**Aim of the task**
Your task is to copy every line of the entries that contains "below".

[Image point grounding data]
== Segment start ==
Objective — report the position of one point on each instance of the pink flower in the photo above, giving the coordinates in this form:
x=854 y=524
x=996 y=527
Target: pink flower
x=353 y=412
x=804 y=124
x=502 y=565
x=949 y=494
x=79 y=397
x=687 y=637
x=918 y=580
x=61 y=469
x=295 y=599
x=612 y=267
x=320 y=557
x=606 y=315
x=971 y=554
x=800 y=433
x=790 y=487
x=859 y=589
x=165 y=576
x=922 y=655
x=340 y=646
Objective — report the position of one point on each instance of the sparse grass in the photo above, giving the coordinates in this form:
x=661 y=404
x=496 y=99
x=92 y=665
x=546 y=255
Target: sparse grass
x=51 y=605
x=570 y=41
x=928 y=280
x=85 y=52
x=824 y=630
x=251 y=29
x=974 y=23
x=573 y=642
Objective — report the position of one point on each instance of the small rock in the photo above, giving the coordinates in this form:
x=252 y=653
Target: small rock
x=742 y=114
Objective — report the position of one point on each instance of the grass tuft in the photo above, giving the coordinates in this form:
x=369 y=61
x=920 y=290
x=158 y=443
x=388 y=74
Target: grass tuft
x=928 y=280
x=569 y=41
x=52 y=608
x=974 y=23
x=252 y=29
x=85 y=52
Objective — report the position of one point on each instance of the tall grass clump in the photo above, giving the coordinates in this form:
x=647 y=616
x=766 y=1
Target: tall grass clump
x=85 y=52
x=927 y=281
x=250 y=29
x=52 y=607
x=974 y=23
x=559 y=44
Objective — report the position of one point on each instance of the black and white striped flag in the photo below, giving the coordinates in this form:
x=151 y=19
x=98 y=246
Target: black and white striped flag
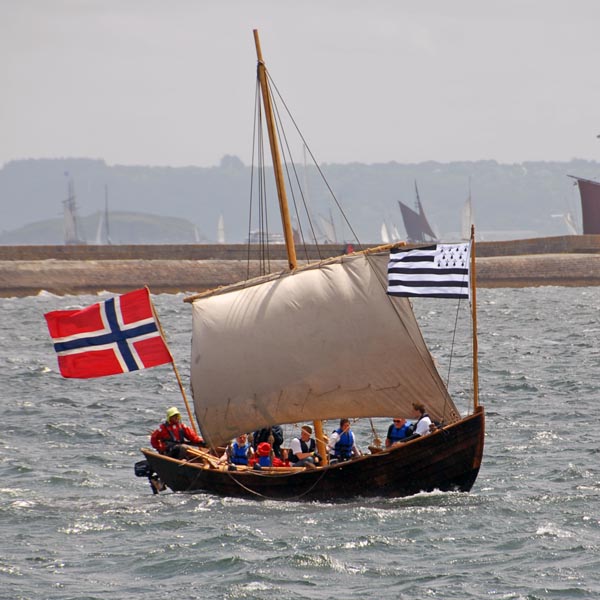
x=440 y=271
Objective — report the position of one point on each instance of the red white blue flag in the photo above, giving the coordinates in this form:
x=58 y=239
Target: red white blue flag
x=115 y=336
x=440 y=271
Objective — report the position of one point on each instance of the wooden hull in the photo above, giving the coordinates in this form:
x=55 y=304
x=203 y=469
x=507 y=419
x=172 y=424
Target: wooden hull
x=447 y=460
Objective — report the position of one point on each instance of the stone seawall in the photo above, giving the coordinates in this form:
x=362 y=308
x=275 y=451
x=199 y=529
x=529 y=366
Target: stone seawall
x=170 y=269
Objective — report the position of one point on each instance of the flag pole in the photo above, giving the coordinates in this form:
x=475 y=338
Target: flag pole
x=181 y=388
x=474 y=319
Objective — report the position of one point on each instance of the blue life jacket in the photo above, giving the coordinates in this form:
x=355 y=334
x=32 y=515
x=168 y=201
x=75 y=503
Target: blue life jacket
x=239 y=454
x=343 y=448
x=395 y=434
x=264 y=461
x=304 y=447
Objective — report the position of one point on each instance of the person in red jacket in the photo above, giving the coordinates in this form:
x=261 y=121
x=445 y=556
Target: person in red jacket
x=171 y=436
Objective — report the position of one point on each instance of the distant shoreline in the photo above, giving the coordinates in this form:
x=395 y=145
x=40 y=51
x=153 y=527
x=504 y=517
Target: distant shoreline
x=140 y=266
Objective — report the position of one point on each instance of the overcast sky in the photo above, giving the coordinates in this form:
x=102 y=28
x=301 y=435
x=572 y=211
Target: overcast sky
x=171 y=82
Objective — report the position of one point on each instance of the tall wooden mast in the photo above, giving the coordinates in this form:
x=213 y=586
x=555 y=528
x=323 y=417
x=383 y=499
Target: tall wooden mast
x=281 y=193
x=275 y=154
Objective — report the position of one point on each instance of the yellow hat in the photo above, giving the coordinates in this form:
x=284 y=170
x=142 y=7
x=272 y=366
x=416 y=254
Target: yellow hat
x=171 y=412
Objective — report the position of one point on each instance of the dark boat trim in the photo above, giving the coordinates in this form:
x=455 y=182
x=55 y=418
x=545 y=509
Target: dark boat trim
x=446 y=460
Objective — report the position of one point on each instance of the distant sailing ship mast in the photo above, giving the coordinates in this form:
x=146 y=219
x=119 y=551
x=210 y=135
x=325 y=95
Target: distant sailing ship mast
x=590 y=204
x=71 y=222
x=467 y=219
x=415 y=222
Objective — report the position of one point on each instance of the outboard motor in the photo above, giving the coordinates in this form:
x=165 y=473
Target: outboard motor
x=142 y=469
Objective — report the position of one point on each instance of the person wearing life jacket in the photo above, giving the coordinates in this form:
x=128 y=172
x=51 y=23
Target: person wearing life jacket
x=239 y=451
x=172 y=436
x=341 y=444
x=273 y=435
x=284 y=461
x=398 y=431
x=263 y=453
x=423 y=423
x=303 y=449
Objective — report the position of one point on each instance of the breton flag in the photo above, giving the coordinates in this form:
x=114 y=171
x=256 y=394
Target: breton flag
x=440 y=271
x=115 y=336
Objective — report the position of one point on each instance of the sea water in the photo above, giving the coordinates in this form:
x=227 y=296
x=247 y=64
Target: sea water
x=77 y=524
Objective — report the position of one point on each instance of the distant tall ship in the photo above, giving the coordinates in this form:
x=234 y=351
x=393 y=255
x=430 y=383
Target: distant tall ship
x=415 y=222
x=71 y=223
x=467 y=217
x=590 y=204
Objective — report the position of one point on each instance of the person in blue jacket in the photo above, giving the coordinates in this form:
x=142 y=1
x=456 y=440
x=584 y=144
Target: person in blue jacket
x=342 y=444
x=238 y=452
x=397 y=432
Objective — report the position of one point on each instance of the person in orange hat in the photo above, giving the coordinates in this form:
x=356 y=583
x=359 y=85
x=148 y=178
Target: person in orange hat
x=172 y=436
x=263 y=451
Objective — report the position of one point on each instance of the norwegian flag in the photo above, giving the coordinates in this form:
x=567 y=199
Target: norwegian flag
x=440 y=271
x=111 y=337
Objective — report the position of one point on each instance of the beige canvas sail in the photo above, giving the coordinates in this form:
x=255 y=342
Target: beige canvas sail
x=319 y=343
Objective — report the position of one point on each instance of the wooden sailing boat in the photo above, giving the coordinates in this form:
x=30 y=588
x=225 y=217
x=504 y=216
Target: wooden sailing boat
x=317 y=342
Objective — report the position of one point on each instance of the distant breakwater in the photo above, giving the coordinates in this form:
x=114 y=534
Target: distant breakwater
x=26 y=270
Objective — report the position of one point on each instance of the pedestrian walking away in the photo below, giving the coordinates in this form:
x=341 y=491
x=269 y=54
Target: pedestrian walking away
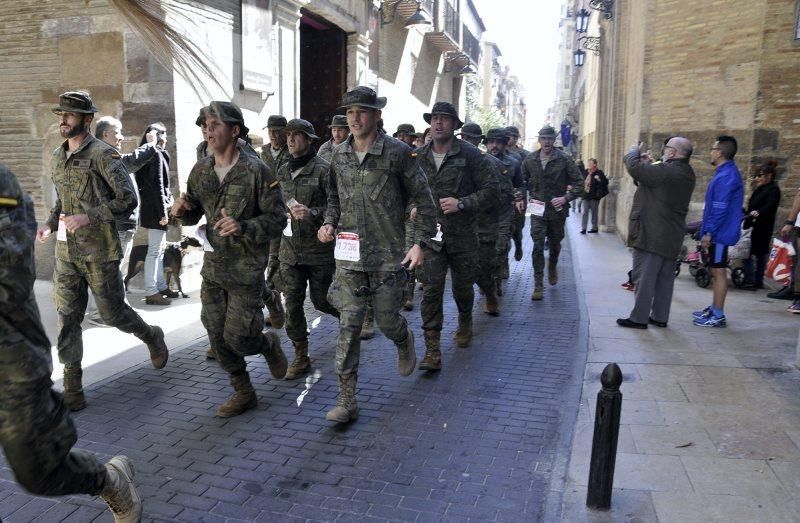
x=464 y=184
x=243 y=206
x=305 y=261
x=373 y=179
x=548 y=173
x=93 y=188
x=662 y=197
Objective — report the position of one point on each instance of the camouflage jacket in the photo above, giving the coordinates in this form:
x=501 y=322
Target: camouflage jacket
x=370 y=199
x=93 y=181
x=466 y=174
x=24 y=347
x=552 y=181
x=308 y=186
x=252 y=196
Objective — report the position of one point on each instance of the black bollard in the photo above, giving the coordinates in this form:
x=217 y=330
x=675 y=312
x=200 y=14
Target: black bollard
x=604 y=442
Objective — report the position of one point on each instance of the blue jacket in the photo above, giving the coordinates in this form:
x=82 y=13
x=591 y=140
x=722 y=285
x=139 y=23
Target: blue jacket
x=722 y=215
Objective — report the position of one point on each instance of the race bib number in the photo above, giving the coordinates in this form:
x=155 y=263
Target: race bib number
x=347 y=247
x=535 y=208
x=61 y=234
x=438 y=236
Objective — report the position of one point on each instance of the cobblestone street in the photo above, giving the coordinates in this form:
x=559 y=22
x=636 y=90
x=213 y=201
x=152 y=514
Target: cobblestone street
x=479 y=441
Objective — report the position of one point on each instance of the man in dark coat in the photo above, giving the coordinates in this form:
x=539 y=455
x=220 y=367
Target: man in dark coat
x=663 y=194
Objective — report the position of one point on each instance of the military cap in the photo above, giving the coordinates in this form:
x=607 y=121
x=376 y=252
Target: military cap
x=547 y=132
x=339 y=120
x=472 y=130
x=229 y=113
x=201 y=118
x=75 y=102
x=405 y=128
x=303 y=126
x=447 y=109
x=497 y=133
x=276 y=122
x=363 y=96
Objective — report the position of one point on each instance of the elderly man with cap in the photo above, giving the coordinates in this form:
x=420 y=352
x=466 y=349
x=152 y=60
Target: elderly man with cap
x=339 y=133
x=464 y=184
x=37 y=433
x=512 y=188
x=243 y=206
x=93 y=188
x=372 y=180
x=548 y=173
x=305 y=261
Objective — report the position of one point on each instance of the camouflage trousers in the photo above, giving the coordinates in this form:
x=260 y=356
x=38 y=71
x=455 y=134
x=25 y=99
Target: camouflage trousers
x=293 y=281
x=386 y=300
x=553 y=230
x=488 y=263
x=433 y=274
x=36 y=431
x=70 y=284
x=234 y=321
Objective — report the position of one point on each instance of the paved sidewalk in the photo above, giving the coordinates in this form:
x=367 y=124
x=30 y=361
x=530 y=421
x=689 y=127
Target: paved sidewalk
x=710 y=417
x=480 y=441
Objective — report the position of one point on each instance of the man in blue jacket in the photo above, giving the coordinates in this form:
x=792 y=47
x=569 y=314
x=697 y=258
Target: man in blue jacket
x=722 y=217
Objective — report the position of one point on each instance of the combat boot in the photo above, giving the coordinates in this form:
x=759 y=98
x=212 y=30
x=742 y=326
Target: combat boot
x=463 y=333
x=159 y=354
x=406 y=354
x=277 y=316
x=346 y=408
x=433 y=354
x=276 y=359
x=243 y=398
x=409 y=304
x=301 y=363
x=368 y=328
x=73 y=388
x=552 y=273
x=491 y=306
x=120 y=493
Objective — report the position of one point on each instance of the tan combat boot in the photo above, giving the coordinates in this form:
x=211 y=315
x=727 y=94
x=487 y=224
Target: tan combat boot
x=159 y=354
x=346 y=408
x=276 y=359
x=406 y=354
x=463 y=333
x=552 y=273
x=277 y=316
x=368 y=328
x=73 y=388
x=433 y=354
x=301 y=363
x=120 y=493
x=243 y=398
x=491 y=306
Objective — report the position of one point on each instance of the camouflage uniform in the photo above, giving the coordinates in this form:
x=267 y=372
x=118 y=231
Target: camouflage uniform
x=305 y=261
x=36 y=431
x=231 y=292
x=471 y=177
x=544 y=184
x=92 y=181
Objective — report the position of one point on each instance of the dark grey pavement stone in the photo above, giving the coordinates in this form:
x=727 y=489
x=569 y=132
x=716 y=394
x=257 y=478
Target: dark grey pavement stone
x=475 y=442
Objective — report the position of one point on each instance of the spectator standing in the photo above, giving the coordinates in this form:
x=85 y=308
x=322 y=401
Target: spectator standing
x=722 y=217
x=156 y=200
x=760 y=215
x=595 y=188
x=657 y=228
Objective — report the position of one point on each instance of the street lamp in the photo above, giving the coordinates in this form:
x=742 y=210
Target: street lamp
x=582 y=21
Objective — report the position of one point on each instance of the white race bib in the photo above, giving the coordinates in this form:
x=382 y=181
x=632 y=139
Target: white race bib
x=347 y=247
x=61 y=234
x=535 y=208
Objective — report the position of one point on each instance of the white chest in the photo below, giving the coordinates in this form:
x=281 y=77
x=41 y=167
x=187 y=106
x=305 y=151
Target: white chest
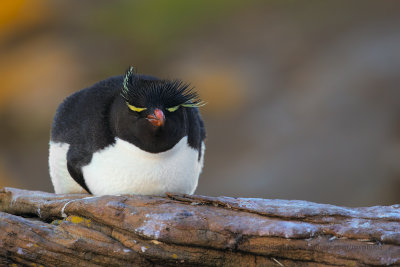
x=125 y=169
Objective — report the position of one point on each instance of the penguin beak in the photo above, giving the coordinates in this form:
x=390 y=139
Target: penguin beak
x=157 y=118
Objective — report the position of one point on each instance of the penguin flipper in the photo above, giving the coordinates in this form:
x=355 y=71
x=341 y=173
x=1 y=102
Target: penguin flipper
x=75 y=161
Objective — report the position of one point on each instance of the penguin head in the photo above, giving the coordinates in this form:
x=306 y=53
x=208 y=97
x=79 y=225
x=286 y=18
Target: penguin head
x=153 y=114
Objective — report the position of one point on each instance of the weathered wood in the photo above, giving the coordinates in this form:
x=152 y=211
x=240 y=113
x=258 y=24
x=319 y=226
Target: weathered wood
x=63 y=230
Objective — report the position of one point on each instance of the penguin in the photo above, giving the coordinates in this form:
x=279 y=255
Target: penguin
x=128 y=134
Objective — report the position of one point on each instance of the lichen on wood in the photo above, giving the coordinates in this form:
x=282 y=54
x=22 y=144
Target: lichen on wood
x=181 y=230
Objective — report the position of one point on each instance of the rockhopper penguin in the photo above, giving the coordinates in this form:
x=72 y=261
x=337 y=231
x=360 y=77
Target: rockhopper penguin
x=131 y=134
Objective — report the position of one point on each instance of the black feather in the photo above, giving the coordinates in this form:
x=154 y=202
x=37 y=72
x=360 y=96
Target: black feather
x=143 y=92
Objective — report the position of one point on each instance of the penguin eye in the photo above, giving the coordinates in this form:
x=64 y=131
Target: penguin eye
x=133 y=108
x=172 y=109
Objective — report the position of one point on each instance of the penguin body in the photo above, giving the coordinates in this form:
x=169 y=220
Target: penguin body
x=131 y=134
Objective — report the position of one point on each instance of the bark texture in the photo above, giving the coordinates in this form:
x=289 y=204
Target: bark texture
x=44 y=229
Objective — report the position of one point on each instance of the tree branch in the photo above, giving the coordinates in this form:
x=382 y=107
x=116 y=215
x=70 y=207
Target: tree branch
x=63 y=230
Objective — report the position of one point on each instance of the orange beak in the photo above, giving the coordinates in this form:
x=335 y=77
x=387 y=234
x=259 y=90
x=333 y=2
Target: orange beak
x=157 y=118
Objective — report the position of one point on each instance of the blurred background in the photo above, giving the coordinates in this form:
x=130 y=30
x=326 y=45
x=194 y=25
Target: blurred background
x=303 y=97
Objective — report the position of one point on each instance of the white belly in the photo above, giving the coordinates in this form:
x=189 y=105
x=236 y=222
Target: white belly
x=125 y=169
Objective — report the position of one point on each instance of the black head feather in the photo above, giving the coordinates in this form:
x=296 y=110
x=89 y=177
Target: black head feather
x=167 y=93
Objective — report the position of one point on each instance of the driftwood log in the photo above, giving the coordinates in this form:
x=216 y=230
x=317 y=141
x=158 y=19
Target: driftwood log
x=43 y=229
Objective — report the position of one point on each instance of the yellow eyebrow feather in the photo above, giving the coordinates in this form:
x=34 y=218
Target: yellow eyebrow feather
x=133 y=108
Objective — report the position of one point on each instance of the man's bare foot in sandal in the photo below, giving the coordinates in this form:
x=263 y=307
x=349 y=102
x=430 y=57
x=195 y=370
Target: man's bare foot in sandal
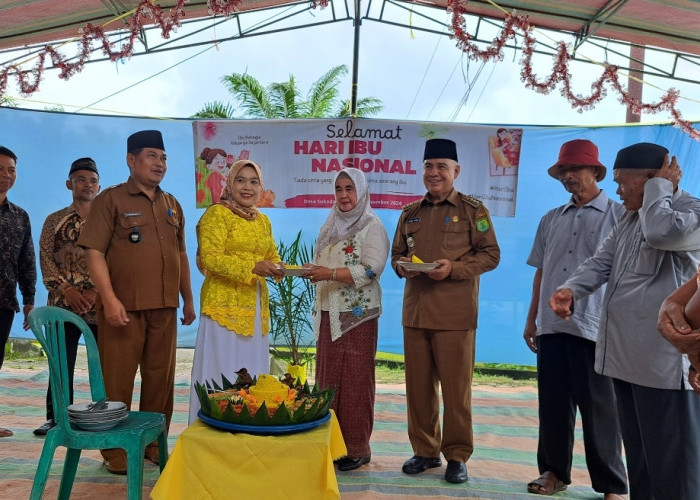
x=547 y=484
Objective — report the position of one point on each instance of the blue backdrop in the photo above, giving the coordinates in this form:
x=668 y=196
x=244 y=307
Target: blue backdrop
x=46 y=143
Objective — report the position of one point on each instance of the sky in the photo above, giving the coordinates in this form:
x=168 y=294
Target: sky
x=417 y=75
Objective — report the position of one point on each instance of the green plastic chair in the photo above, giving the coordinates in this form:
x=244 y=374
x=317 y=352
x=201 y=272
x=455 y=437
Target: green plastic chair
x=133 y=434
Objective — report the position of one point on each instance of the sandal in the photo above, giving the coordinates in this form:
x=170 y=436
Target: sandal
x=547 y=484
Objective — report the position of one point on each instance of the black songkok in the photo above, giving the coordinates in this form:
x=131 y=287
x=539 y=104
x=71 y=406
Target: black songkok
x=145 y=139
x=641 y=156
x=440 y=148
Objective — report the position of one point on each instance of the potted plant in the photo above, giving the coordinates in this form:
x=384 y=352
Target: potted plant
x=291 y=303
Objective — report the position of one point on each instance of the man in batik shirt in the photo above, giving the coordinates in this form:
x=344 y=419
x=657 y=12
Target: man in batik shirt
x=17 y=261
x=64 y=266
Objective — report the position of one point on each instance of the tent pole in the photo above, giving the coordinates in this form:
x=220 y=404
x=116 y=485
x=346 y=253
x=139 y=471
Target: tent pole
x=355 y=57
x=635 y=85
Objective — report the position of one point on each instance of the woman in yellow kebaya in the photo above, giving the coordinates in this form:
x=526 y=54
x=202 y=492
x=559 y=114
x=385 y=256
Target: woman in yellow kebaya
x=237 y=252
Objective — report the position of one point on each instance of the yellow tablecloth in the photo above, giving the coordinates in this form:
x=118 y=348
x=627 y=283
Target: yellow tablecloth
x=210 y=463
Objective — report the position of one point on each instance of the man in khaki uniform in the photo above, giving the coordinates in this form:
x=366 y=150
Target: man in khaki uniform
x=136 y=255
x=440 y=307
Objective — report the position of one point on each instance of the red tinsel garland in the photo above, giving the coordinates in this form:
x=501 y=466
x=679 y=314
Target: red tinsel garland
x=560 y=69
x=148 y=13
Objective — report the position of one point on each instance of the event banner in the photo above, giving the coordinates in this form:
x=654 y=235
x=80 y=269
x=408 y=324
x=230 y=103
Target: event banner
x=299 y=159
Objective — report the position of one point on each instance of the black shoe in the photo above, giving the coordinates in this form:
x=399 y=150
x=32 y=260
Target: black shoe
x=416 y=464
x=345 y=464
x=48 y=425
x=456 y=472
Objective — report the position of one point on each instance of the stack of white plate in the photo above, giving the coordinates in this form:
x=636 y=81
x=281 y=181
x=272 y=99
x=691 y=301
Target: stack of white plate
x=97 y=417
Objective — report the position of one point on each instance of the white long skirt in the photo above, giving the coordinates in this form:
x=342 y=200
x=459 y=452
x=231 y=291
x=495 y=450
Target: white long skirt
x=221 y=351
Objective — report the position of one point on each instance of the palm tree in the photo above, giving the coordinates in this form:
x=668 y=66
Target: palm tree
x=284 y=99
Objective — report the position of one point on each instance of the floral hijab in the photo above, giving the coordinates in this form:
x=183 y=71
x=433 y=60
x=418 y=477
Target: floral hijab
x=341 y=225
x=248 y=213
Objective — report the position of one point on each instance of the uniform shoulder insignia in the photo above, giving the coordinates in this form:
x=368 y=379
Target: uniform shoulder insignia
x=410 y=206
x=112 y=187
x=471 y=201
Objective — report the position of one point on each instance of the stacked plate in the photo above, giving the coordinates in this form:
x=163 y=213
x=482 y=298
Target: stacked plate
x=99 y=416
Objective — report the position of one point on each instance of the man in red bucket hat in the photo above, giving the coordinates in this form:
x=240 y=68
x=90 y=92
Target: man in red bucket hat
x=566 y=236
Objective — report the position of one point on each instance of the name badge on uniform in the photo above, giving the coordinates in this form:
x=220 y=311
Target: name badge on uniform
x=482 y=225
x=135 y=235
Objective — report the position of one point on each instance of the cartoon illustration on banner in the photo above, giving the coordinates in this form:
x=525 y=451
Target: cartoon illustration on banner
x=300 y=157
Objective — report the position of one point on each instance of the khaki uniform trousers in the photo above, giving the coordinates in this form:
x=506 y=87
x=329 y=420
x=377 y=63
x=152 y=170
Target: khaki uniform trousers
x=442 y=358
x=148 y=342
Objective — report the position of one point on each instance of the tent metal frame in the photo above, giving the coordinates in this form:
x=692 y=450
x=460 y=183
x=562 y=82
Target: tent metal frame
x=389 y=12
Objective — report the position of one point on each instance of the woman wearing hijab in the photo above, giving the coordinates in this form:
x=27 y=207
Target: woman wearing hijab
x=237 y=252
x=351 y=251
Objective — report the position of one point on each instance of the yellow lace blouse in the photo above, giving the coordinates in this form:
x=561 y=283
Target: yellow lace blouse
x=229 y=247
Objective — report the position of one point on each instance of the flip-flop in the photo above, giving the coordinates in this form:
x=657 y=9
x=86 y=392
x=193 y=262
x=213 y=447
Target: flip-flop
x=547 y=484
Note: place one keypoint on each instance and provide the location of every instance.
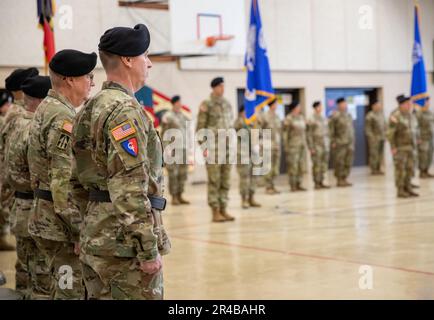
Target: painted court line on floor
(304, 255)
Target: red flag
(48, 42)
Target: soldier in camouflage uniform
(245, 170)
(294, 141)
(175, 119)
(32, 277)
(375, 130)
(318, 143)
(402, 143)
(55, 220)
(13, 84)
(425, 120)
(342, 142)
(216, 113)
(270, 120)
(119, 160)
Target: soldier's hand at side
(151, 267)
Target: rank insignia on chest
(67, 126)
(63, 141)
(131, 147)
(123, 130)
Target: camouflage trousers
(32, 277)
(376, 154)
(425, 155)
(219, 176)
(64, 269)
(113, 278)
(6, 202)
(177, 178)
(247, 179)
(404, 168)
(294, 159)
(275, 168)
(343, 161)
(320, 162)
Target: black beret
(73, 63)
(293, 105)
(5, 96)
(37, 87)
(17, 77)
(402, 98)
(339, 100)
(216, 81)
(127, 42)
(272, 102)
(175, 99)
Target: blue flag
(418, 80)
(259, 90)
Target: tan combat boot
(244, 202)
(175, 201)
(225, 215)
(402, 193)
(253, 203)
(216, 216)
(182, 200)
(411, 192)
(4, 245)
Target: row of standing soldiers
(324, 137)
(83, 175)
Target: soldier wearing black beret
(119, 159)
(51, 165)
(14, 111)
(17, 172)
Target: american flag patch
(67, 126)
(123, 130)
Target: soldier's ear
(127, 61)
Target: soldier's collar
(56, 95)
(116, 86)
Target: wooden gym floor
(307, 245)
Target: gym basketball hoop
== Segment end ==
**Answer to the problem**
Objective — report the position of one point on each instance of the black and white striped flag in the photo below, giving the coordinates in this form:
Objective — report the position of one point on each instance of the pedestrian walking away in the photo below, giving the coordinates in this form:
Objective — report the position of one point on each instance of the white chest in the photo below, giving the coordinates in this form:
Objective — report the position of one point on each instance of the man's bare foot in sandal in the photo below, giving the coordinates in this form:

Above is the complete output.